In this post we introduce some utility methods to make it easier to work with arrays in Solver Foundation programs. Most real models involve either input parameters or output decision variables that involve collections. For example, in an investment portfolio optimization model we may have an input parameter that represents the mean return for each potential investment in the portfolio. In such a case the mean return may be stored in an array of doubles. In the Solver Foundation model, we’d define a Set for the investment types, and then define a parameter “meanReturn” that is indexed by that set.  Then we would call SetBinding to associate the array with the Parameter. But have a look at the signature for Parameter.SetBinding:

void SetBinding<T>(IEnumerable<T> binding, string valueField, params string[] indexFields);

It’s not at all obvious what to do! The first entry should obviously be the array (since arrays implement IEnumerable), but what should we fill in for the “valueField”? If I had an array of objects, I would fill in the name for the property on the object that returned the mean return. But in this case I have an array of doubles. One way to handle this problem would be to transform the array of doubles into an array of objects with the right type. But it’s a pain to do this each time I want to bind to an array. So why not write some utility methods that automatically do this work?  Here goes:

    /// <summary>Bind an indexed parameter to an IEnumerable of values.
    /// </summary>
    public static void SetBinding(this Parameter parameter, IEnumerable<double> data) {
      parameter.SetBinding(ToIEnumerable(data), "Value", "Key");
    }

    private static IEnumerable<KeyValuePair<int, T>> ToIEnumerable<T>(IEnumerable<T> vector) {
      return vector.Select((d, index) => new KeyValuePair<int, T>(index, d));
    }

I have added a method called SetBinding. The “this” before the first argument means that SetBinding is an extension method, which means we can call it as if it were a member of the Parameter class. The body of the method calls a utility function called ToIEnumerable. ToIEnumerable simply does a LINQ Select on the data, transforming it into an IEnumerable of (key, value) pairs. Now we’ve got what we want! We pass it into SetBinding, specifying “Value” and “Key” for the value and index fields, respectively.

**Supplied entries:**
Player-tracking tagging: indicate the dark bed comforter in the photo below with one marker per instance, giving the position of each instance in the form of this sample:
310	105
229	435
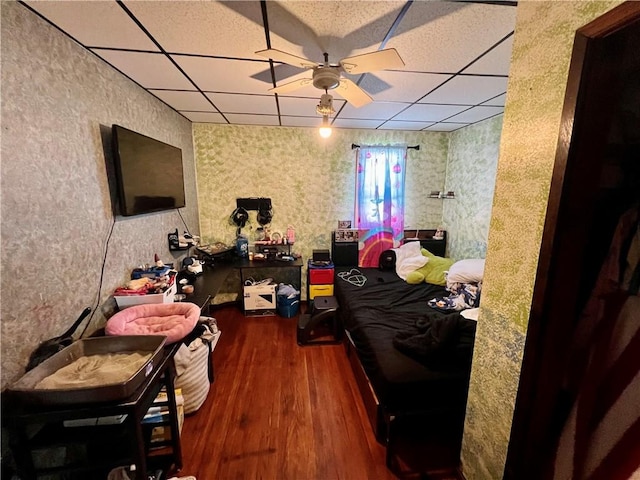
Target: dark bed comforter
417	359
---
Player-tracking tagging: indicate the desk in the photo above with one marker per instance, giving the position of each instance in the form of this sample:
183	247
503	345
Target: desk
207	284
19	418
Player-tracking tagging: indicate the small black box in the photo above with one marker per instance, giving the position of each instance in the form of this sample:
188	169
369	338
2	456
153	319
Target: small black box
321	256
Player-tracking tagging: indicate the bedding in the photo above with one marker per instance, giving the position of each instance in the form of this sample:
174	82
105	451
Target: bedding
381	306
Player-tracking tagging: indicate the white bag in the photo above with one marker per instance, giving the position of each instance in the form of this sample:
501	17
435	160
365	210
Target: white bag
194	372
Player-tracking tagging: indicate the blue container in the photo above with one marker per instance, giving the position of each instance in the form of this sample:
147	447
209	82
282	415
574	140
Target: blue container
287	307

**Your task:** Reproduce the passage of the Solver Foundation post above between "I have added" and "index fields, respectively.", inclusive, switching "utility function" to "helper function".

**Expected output:**
I have added a method called SetBinding. The “this” before the first argument means that SetBinding is an extension method, which means we can call it as if it were a member of the Parameter class. The body of the method calls a helper function called ToIEnumerable. ToIEnumerable simply does a LINQ Select on the data, transforming it into an IEnumerable of (key, value) pairs. Now we’ve got what we want! We pass it into SetBinding, specifying “Value” and “Key” for the value and index fields, respectively.